[Start Record set]

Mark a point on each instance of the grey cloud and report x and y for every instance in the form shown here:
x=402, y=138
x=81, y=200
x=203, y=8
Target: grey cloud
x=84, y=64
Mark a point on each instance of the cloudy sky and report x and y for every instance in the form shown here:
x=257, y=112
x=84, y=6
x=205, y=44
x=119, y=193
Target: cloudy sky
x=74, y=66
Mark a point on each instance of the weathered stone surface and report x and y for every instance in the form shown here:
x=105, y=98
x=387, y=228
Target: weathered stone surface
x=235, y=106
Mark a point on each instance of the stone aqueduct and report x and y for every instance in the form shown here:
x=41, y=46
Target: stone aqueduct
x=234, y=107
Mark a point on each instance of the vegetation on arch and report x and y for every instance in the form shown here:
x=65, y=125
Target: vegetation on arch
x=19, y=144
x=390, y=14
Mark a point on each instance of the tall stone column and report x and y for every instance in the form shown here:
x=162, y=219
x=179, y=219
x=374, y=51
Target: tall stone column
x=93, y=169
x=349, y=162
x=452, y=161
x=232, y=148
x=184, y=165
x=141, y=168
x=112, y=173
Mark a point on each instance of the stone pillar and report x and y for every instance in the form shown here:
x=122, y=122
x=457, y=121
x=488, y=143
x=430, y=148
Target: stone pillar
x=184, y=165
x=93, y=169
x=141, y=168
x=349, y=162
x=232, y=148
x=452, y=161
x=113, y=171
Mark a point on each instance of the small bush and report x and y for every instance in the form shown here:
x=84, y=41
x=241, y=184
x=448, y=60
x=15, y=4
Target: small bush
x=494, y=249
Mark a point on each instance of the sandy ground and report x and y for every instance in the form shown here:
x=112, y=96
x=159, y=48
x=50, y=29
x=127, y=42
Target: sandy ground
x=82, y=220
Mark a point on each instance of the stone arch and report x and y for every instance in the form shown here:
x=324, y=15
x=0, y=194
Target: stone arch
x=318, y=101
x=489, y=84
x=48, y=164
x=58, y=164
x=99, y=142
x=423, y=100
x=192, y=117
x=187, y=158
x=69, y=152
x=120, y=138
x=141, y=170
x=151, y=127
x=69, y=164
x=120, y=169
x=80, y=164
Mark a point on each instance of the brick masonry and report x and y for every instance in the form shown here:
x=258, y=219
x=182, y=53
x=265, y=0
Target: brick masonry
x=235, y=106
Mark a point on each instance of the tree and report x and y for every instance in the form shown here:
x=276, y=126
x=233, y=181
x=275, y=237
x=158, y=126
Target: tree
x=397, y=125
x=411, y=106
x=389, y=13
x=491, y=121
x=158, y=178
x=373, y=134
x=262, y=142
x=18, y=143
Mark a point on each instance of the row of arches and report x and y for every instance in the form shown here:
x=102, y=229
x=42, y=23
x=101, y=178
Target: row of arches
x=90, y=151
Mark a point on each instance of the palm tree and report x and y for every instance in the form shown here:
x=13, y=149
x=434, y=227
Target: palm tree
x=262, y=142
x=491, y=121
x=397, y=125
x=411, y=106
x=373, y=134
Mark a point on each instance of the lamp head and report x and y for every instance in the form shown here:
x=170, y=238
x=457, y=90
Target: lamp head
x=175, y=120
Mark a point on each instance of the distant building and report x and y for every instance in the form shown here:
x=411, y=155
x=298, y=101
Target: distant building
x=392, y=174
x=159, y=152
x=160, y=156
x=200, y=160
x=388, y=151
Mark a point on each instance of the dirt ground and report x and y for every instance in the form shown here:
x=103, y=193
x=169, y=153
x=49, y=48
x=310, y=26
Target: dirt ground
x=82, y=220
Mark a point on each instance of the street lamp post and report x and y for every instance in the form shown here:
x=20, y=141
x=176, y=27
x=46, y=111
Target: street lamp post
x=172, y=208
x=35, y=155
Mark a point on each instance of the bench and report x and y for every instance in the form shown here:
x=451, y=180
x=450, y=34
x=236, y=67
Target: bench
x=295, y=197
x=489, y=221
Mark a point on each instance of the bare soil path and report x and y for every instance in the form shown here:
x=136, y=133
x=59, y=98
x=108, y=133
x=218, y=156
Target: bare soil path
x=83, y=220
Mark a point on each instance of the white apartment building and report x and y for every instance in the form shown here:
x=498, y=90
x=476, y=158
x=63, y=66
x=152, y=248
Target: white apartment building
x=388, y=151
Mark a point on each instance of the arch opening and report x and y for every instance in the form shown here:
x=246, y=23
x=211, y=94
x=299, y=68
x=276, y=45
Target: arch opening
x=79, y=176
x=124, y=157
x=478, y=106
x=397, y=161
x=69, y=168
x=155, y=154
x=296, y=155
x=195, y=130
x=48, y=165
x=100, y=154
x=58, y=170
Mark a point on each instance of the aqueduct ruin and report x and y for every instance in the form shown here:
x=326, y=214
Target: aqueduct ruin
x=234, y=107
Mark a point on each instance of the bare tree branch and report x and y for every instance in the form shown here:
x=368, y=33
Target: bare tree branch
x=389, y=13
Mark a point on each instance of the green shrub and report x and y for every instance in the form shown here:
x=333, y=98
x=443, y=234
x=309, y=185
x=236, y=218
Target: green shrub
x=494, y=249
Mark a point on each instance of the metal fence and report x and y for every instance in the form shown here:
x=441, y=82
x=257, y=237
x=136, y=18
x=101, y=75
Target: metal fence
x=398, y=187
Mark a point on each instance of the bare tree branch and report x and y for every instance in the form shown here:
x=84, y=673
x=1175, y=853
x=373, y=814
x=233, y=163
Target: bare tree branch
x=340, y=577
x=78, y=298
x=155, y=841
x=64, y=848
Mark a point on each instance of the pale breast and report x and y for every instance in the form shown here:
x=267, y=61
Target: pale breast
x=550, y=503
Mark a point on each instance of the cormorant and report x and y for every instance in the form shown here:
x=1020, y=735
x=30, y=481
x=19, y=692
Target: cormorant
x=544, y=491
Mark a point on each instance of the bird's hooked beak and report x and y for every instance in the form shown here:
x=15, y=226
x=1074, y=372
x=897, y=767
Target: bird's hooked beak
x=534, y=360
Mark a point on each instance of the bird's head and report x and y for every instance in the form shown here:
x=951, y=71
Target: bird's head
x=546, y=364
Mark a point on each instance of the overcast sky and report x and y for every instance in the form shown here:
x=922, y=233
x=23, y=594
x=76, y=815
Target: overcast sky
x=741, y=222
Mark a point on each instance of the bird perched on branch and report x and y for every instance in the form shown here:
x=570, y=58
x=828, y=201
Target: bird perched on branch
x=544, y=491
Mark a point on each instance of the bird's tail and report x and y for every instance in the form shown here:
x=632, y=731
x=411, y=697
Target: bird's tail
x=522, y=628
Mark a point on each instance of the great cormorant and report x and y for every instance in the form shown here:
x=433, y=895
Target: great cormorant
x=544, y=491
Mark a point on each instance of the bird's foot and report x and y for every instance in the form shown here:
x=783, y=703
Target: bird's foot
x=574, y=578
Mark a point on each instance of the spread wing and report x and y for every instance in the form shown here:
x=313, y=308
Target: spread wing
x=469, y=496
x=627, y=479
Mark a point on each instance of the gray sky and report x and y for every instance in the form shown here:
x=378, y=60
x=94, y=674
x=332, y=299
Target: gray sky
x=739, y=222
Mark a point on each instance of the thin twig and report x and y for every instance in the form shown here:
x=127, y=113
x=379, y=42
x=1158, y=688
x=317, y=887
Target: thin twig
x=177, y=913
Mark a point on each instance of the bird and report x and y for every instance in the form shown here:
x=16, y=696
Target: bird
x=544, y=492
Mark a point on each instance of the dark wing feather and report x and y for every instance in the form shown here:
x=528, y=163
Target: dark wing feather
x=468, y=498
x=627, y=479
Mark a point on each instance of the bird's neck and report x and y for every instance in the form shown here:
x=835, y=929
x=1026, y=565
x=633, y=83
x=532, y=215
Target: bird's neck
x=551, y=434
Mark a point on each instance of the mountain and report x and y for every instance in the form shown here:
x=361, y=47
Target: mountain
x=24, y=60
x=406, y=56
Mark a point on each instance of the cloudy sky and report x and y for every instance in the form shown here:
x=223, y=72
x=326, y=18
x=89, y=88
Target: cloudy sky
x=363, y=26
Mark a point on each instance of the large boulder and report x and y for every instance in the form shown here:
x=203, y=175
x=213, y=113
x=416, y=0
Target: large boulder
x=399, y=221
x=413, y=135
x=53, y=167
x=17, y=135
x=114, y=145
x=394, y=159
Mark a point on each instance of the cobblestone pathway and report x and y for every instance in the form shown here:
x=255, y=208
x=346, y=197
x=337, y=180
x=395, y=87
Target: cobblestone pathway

[End Record set]

Copy the lines between the one holding "Mark a point on each instance of the bird's neck" and the end of the material, inclusive, substituting "big rock" for every "large boulder" and leaving everything else unchanged.

Solution to this task
Mark a point on each instance of the bird's neck and report x and y for every instance in the form shown here:
x=835, y=929
x=1026, y=565
x=633, y=83
x=532, y=215
Target: bird's neck
x=551, y=434
Mark a point on each instance of the mountain and report x and y for every instance in the form shown here:
x=361, y=47
Target: mountain
x=24, y=60
x=406, y=56
Mark a point on each instance of the cloudy sky and report x and y for every instance in the form shown here:
x=223, y=72
x=326, y=18
x=89, y=88
Target: cloudy sky
x=363, y=26
Mark a point on each instance of the big rock and report x and y for every instance in the form shown here:
x=203, y=175
x=213, y=113
x=416, y=0
Target: big rock
x=399, y=221
x=413, y=135
x=53, y=167
x=17, y=135
x=114, y=145
x=394, y=159
Mark a point on each instance of the cobblestone pathway and report x and y for every instance in the form shown here:
x=255, y=208
x=346, y=197
x=337, y=180
x=395, y=87
Target: cobblestone pathway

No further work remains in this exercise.